### Task data

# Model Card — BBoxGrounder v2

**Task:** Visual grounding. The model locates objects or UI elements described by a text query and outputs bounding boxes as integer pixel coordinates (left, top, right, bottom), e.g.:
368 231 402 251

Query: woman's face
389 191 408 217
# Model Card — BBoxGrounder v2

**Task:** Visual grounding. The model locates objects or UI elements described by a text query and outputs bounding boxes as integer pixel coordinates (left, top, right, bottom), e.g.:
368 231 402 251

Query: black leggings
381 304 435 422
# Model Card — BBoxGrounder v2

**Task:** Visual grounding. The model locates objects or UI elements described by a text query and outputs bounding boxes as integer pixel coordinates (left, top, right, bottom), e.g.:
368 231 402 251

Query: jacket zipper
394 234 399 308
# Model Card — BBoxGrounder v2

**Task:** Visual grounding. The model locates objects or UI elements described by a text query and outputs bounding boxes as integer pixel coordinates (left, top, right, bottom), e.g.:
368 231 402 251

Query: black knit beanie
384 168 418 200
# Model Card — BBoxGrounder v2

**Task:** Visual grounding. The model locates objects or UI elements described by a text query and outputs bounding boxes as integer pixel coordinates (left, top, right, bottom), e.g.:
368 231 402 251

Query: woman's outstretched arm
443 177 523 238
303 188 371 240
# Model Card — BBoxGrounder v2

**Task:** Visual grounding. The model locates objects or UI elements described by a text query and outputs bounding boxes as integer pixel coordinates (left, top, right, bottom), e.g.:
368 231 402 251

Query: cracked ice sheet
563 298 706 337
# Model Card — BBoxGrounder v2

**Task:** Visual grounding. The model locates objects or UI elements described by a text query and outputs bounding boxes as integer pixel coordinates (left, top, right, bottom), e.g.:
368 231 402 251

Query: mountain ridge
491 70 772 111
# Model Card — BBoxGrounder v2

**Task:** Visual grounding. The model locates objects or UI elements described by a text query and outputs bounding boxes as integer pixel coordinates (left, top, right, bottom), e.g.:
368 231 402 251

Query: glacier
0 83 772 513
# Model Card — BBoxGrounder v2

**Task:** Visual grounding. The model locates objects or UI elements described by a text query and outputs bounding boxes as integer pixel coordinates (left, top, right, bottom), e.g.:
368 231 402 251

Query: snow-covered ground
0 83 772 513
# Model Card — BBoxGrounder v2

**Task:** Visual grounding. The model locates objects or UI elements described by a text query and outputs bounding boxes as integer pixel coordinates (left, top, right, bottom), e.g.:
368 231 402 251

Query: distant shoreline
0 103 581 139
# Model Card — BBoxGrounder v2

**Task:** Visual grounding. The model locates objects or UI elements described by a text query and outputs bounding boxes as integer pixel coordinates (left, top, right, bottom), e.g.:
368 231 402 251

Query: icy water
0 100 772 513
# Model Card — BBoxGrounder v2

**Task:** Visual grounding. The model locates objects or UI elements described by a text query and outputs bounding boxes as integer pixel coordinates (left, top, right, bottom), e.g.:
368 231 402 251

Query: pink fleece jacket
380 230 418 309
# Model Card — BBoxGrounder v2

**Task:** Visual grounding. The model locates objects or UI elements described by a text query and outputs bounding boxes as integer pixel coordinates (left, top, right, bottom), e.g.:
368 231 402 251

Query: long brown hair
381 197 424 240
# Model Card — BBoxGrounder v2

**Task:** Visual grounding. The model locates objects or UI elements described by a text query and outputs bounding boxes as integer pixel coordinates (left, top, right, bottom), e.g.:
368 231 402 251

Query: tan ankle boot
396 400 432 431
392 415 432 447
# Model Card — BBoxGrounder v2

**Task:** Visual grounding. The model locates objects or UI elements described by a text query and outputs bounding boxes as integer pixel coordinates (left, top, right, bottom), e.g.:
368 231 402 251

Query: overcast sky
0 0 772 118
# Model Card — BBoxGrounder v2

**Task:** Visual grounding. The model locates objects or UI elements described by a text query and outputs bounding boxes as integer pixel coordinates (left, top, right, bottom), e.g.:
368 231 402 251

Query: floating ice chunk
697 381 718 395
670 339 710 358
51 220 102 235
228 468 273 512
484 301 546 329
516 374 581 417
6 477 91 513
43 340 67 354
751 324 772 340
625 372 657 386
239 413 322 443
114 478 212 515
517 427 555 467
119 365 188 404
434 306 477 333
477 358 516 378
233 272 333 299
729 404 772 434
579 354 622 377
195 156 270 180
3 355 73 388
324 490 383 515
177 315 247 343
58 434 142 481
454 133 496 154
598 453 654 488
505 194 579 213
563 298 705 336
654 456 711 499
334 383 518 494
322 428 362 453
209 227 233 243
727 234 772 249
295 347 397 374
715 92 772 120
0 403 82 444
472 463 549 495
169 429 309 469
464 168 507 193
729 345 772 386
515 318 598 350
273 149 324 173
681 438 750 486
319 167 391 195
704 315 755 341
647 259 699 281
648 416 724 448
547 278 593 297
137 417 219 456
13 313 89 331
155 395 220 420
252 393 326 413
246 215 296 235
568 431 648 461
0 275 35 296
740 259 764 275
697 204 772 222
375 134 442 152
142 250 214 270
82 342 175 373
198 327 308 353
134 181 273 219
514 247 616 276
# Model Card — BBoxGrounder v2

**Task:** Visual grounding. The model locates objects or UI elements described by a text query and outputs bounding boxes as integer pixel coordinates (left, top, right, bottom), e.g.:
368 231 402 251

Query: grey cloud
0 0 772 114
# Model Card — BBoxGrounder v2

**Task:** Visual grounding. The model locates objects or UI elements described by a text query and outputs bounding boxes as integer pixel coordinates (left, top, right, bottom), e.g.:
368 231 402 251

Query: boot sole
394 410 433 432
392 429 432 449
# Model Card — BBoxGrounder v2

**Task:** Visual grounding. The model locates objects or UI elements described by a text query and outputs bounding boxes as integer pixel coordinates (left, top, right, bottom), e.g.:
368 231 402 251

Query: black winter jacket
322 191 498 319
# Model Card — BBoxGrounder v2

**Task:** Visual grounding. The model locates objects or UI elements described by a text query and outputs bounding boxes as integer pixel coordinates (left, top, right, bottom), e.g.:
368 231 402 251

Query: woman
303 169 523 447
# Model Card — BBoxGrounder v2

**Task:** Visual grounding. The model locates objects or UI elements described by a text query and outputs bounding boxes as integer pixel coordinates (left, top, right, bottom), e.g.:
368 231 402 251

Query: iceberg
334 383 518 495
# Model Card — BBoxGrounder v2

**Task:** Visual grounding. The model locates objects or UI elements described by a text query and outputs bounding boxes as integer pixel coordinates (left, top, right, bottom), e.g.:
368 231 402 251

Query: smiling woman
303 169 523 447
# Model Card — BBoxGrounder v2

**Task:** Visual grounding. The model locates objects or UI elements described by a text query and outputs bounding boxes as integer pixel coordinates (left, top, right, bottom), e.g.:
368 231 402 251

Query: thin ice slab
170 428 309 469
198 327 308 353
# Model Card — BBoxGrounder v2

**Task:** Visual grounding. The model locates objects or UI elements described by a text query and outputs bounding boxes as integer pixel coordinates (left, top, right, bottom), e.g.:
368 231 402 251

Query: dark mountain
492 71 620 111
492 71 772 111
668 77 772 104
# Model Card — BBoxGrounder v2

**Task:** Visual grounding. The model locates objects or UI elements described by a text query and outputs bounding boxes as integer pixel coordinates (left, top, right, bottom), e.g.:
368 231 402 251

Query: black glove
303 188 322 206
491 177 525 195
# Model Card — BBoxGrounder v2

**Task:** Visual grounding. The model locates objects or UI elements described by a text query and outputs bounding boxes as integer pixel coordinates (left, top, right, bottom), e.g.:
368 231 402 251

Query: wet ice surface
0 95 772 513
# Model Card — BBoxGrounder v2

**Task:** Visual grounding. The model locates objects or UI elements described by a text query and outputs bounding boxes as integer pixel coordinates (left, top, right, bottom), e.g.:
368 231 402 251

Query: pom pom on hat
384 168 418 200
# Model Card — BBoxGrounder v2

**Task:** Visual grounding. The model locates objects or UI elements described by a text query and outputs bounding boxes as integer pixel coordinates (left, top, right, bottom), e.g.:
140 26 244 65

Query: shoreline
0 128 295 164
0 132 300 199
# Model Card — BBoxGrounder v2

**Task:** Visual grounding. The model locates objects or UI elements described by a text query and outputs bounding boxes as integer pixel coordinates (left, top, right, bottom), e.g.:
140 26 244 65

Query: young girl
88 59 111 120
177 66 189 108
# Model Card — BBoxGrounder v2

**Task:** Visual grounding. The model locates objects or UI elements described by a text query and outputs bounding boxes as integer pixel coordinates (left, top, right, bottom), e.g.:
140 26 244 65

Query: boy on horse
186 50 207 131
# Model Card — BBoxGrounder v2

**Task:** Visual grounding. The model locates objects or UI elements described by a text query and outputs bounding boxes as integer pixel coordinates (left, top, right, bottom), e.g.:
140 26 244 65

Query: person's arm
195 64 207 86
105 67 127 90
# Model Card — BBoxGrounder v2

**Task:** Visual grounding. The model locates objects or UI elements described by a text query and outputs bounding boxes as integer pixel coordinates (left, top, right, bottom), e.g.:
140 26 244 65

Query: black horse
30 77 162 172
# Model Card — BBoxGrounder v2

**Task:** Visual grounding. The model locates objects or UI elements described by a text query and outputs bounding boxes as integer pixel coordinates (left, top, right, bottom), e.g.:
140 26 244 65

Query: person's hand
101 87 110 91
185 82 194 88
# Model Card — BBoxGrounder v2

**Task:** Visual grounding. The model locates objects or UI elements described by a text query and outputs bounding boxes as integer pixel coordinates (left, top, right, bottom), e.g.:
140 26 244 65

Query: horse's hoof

### The exercise
List every line of the material above that contains the word "boot".

### Output of the task
Query: tan ankle boot
Query: boot sole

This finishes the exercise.